> Exercise: Output every entry exactly as written, but omit the pictures.

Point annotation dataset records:
☆ ☆ ☆ ☆

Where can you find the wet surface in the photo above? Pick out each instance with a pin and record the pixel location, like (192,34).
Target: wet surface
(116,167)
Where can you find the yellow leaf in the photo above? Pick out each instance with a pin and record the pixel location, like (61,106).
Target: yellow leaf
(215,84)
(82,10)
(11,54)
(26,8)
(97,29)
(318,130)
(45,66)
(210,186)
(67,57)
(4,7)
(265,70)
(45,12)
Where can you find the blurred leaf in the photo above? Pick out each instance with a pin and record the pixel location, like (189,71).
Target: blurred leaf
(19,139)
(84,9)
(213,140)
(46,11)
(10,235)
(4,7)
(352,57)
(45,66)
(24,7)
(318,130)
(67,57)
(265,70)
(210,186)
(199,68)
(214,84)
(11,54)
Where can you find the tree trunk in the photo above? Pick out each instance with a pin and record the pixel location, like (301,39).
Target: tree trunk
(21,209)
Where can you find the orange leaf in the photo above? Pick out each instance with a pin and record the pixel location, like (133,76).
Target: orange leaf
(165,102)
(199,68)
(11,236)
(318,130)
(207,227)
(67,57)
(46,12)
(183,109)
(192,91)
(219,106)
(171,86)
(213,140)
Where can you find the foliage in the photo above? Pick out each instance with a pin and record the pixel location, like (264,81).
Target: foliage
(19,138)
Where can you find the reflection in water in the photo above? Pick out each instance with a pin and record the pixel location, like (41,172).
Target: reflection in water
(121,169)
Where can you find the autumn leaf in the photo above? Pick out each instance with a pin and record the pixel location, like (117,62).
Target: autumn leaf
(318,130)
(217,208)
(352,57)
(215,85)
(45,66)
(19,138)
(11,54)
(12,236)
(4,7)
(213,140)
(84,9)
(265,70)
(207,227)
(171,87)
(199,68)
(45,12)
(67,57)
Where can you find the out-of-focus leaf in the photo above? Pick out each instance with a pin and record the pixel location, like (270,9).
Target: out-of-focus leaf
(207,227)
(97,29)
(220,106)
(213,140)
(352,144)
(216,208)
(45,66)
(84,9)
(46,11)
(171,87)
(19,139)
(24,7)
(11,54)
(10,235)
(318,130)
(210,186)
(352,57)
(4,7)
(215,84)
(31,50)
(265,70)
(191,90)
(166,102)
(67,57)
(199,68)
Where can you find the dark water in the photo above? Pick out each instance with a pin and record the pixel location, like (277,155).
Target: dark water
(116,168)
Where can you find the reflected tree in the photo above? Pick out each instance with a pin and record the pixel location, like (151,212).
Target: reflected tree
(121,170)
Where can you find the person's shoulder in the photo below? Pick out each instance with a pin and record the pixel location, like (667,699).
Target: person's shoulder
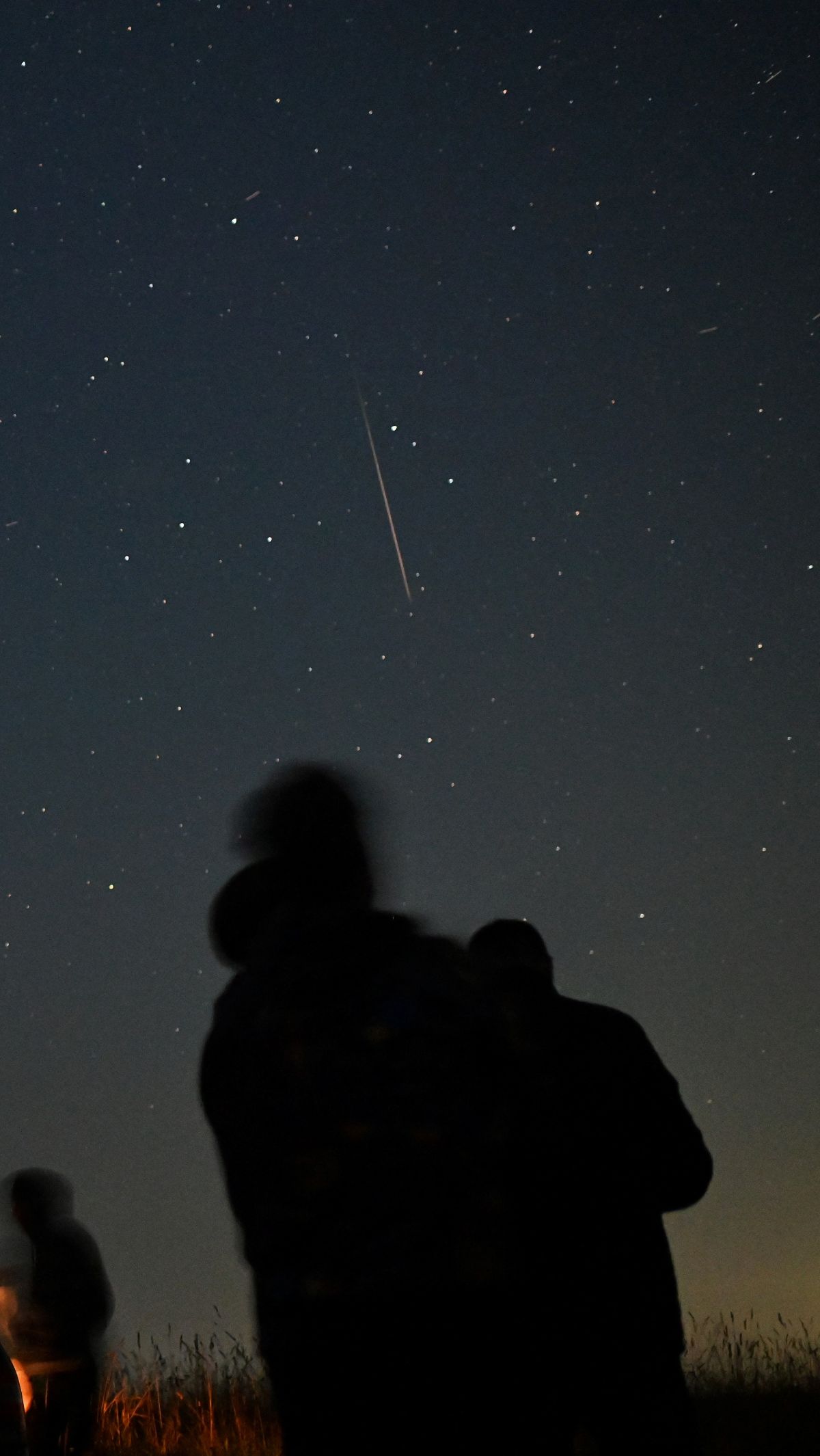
(596,1016)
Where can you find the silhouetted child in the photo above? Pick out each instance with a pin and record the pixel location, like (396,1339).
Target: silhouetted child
(611,1149)
(62,1315)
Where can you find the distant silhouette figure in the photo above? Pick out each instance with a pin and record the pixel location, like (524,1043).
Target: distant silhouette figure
(62,1315)
(360,1103)
(611,1149)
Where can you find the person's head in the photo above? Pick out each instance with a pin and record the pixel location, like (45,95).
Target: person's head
(303,829)
(40,1197)
(504,947)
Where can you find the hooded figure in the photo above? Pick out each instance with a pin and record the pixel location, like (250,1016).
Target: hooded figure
(611,1148)
(357,1098)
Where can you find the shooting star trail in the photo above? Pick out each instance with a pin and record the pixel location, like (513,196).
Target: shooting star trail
(361,405)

☆ ☆ ☆ ☆

> Reply:
Where can you find the wet surface in the photo above? Pick out each instance with a pin and record the pixel location, like (192,34).
Target: wet surface
(116,167)
Where can you find the yellow leaf in the photo above? Pick out each instance with a pin and record the pixel location, like (61,106).
Target: yellow leaf
(215,84)
(82,10)
(11,54)
(26,8)
(97,29)
(318,130)
(45,66)
(210,186)
(67,57)
(4,7)
(265,70)
(45,12)
Where can you find the blurred leaf in the photo above? Pick out each instance with a pin and record the pixel location, like (189,71).
Target: blurred leaf
(19,139)
(84,9)
(213,140)
(46,11)
(10,235)
(4,7)
(352,57)
(45,66)
(24,7)
(318,130)
(67,57)
(265,70)
(210,186)
(199,68)
(214,84)
(11,54)
Where can you find the tree trunk in the photo above? Pick out each instance with a pin and record the pixel location, like (301,39).
Target: tree trunk
(21,209)
Where can you find the orange leaf in the photo above? Pick out each instance with a pin and record the pixel location, like (133,76).
Target: orange leaf
(165,102)
(199,68)
(11,236)
(318,130)
(207,227)
(67,57)
(46,12)
(183,109)
(192,91)
(219,106)
(171,86)
(213,140)
Where can you find the foliage in the photo above? Pick out each instance with a pin and record the pixel location, like (264,81).
Target: foliage
(19,138)
Where can you find the reflection in water in the photo above? Pick out each instance with a pin and record the pixel location, like (41,172).
Target: reflection in water
(121,169)
Where can you find the autumn leaf in the photo above? Pick out each instance with a pin and record the pixel location, like (117,62).
Target: autumn leaf
(318,130)
(217,208)
(352,57)
(215,85)
(45,66)
(19,138)
(11,54)
(12,236)
(4,7)
(213,140)
(84,9)
(265,70)
(207,227)
(171,87)
(199,68)
(45,12)
(67,57)
Where can you find the out-of-focus leaf in the photo above? Pick out each instance with a pin and record the pixel location, like (270,9).
Target: out-of-focus leaf
(207,227)
(97,29)
(220,106)
(213,140)
(352,144)
(216,208)
(45,66)
(84,9)
(46,11)
(171,87)
(19,139)
(24,7)
(11,54)
(10,235)
(318,130)
(210,186)
(352,57)
(4,7)
(215,84)
(31,50)
(265,70)
(191,90)
(166,102)
(67,57)
(199,68)
Where can you find the dark water in the photo above? Pick out each instance with a pin and record the pixel location, like (277,155).
Target: dark water
(116,168)
Where can you find the reflected tree in the photo above? Pick out each instance with a pin and record the pixel location, like (151,212).
Target: reflected tree
(121,170)
Where can you find the person's shoulder in the photo below? Pick out each instance with a pin and record the pixel location, like (667,699).
Target: person's shoulder
(596,1016)
Where can you find the silhouetted child in the photo above? Pick out each instance with a pin and record the pixel location, like (396,1339).
Target: silhouetted child
(611,1149)
(62,1315)
Where can you find the distant silhouette figure in the photo above? Pick out each instance with a pin and record the pixel location, like (524,1043).
Target: distant silhouette figure
(62,1315)
(360,1103)
(611,1149)
Where can you find the person's head in the photo above? Pick out each instance with a pin and record the pixel location, like (45,95).
Target: person's head
(303,829)
(40,1197)
(504,947)
Where can you find the hooded figure in the photo above? Pick out each instance with a pin and record the pixel location, like (250,1016).
Target: hooded figure
(611,1148)
(357,1098)
Where can you find the shooting star trail in the photo above? Pick out each instance with a pin and record the pixel location, like (513,196).
Target: shooting star trail
(361,405)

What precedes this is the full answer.